Nothing in the records should be altered; retype them all exactly.

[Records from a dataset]
= = = = =

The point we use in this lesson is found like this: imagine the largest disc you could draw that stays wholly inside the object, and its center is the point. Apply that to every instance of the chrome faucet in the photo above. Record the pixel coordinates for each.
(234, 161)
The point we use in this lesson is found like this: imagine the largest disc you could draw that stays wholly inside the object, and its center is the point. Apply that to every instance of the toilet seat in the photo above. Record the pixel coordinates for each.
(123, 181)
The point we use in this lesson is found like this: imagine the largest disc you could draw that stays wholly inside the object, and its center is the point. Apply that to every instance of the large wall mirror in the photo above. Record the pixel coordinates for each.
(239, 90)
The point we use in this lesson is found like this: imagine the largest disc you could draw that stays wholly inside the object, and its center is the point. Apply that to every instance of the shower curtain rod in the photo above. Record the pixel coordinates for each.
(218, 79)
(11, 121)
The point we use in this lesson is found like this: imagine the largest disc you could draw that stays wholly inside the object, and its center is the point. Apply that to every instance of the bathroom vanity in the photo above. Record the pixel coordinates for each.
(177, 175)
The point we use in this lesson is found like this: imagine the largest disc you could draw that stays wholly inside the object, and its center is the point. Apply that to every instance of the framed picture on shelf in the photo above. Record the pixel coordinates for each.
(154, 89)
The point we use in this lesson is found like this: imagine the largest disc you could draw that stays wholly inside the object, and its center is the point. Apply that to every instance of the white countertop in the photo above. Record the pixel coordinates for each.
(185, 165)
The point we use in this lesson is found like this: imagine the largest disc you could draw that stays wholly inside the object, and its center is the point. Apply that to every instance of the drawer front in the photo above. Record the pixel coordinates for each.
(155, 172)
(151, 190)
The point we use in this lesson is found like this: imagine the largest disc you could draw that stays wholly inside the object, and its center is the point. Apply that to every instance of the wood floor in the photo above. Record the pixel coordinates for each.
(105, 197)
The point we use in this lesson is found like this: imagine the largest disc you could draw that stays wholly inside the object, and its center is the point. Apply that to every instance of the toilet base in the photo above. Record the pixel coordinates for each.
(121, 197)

= = = = =

[Problem solution]
The point we use in this lesson is found like this: imagine the largest disc you could draw that stays wholly inside the object, and its center is the point. Apply that to every instance of the chrome faucet in the photo above. Record the pixel coordinates for each.
(234, 161)
The point we use in this lesson is found like this: imagine the largest disc you could draw that stays wholly inside the object, and its center is the point. Apply that to every instance of the toilet seat in the photo above. Record the pixel coordinates for each.
(123, 181)
The point we use in this lesson is found like this: imagine the largest disc you could draw that stays wholly inside the object, and its center is the point. Apply that to every instance of the large wall mirror in the photo above. Record the pixel coordinates for each.
(239, 90)
The point we use in this lesson is found like this: imagine the largest disc you could draw that stays wholly inside the object, and its center is the point. Apply that to every instance of the shower curtain rod in the photo above. Record the pixel coordinates for each.
(218, 79)
(11, 121)
The point we use in this lesson is found like this: imagine the largest disc you could draw that stays wholly inside the object, and its center is the point. Apply that to every instance of the bathroom vanity in the photo above. Record the pixel coordinates for each.
(177, 175)
The point we use in this lesson is found like this: imagine the largest disc you could draw that stays wholly inside the object, and its center is the point. Apply that to every instance of the framed picture on shelf in the photo above. Record the pixel coordinates for each.
(154, 89)
The point we use in this lesson is found like this: imagine the largest disc you could draw that stays wholly inside the object, and its center is the point. Apply that to every instance of the white countertop in the photo above. Record the pixel coordinates for each.
(185, 165)
The point we use in this lesson is found like this: imagine the largest disc you could draw that stays wholly inside the object, and its center is the point. Apply that to every instance of the drawer front in the photo above. Record the pixel coordinates for each.
(155, 172)
(151, 190)
The point we use in this lesson is found like this: imagine the largest disc you could draw that stays wholly inside the object, and its center is the point. Apply that to every instance of the wood floor in the photo above. Record the pixel coordinates for each.
(105, 197)
The point we use in this lesson is found like this: imagine the largest disc you could draw that stays wholly inside the object, and its center is the point. Apply that to every instance of the toilet base in the photo above. Record the pixel coordinates for each.
(121, 197)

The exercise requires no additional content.